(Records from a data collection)

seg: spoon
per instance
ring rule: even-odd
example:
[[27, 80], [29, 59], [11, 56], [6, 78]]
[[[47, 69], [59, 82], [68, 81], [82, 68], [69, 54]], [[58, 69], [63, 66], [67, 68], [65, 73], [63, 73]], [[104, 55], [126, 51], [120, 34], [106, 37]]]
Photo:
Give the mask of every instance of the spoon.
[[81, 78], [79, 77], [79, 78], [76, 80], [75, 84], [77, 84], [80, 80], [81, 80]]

◆ Work required ◆
Leave out every line before the one containing "34], [106, 37]]]". Transcribe that line and all lines after it through the end of the data above, exactly.

◆ Exercise solution ◆
[[[47, 69], [59, 82], [68, 81], [82, 68], [69, 54]], [[58, 69], [63, 66], [67, 68], [65, 73], [63, 73]], [[104, 55], [126, 51], [120, 34], [106, 37]]]
Photo:
Give the mask of every instance of the spoon.
[[81, 78], [79, 77], [79, 78], [76, 80], [75, 84], [77, 84], [80, 80], [81, 80]]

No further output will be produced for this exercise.